>> Start
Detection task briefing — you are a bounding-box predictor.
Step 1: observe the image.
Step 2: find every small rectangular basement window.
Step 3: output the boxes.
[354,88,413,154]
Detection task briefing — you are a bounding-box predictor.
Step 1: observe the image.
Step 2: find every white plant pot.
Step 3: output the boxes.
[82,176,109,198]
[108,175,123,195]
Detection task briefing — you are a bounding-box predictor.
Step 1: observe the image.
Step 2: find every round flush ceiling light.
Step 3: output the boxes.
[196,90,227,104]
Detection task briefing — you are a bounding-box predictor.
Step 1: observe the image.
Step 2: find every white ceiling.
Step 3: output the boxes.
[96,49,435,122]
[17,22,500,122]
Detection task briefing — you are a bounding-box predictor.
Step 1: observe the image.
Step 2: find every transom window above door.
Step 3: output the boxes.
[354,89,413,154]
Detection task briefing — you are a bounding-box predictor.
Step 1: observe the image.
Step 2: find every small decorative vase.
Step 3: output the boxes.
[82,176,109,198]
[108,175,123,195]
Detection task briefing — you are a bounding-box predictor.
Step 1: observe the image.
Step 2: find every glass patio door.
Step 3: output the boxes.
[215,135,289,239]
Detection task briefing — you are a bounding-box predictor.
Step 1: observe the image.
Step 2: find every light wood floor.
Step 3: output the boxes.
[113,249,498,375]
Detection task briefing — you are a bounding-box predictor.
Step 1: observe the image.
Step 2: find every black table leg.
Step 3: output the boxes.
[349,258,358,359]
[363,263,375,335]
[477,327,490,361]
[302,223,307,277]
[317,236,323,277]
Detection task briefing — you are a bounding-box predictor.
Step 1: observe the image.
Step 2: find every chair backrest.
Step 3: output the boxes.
>> End
## [Challenge]
Reproduce all the data above line for line, without changing a word.

## [Exercise answer]
Detection task briefing — you are a bounding-box predictor.
Step 1: observe the image.
Step 2: find every small rectangular basement window.
Step 3: output the boxes.
[354,88,413,154]
Detection task briefing — you are a bounding-box predictor.
Step 1: observe the image.
Step 2: find every white plant pot.
Step 3: output the boxes.
[82,176,109,198]
[108,175,123,195]
Detection task briefing — you are a bounding-box predictor.
Step 1: observe the image.
Step 2: find every round flush ceiling light.
Step 3: output the boxes.
[196,90,227,104]
Detection task briefing — you are a bounding-box predictor.
Step 1: observe the image.
Step 2: find every white ceiling.
Step 3: output the boxes.
[96,49,435,122]
[17,22,500,122]
Detection task briefing — you are a bounding-box predictor.
Step 1: observe the image.
Step 2: find every transom window above door.
Step 3: output the boxes.
[354,89,413,154]
Detection task briefing — you are a bounding-box predictor.
Step 1: observe the image.
Step 2: find every small decorative vase.
Step 3: output the boxes.
[82,176,109,198]
[108,175,123,195]
Detection task briefing — you are a bounding-box predictor.
Step 1: observe the image.
Step 2: find every glass patio door.
Step 3: output the boxes.
[215,135,289,239]
Detection task briefing — you are a bounding-box predictor.
Step 1: observe the image.
Step 2: find every light wood floor.
Step 3: output the boxes.
[113,249,498,375]
Detection task briefing — you are a bounding-box predictor.
Step 1: observe the image.
Step 2: find every black table leg.
Step 3: output the boxes.
[349,258,358,359]
[363,263,375,335]
[477,327,490,361]
[302,223,307,277]
[317,236,323,277]
Detection task briefing — you are a bounding-box predictor.
Step 1: observe the image.
Step 2: find every chair backrest.
Step 3: output the boxes.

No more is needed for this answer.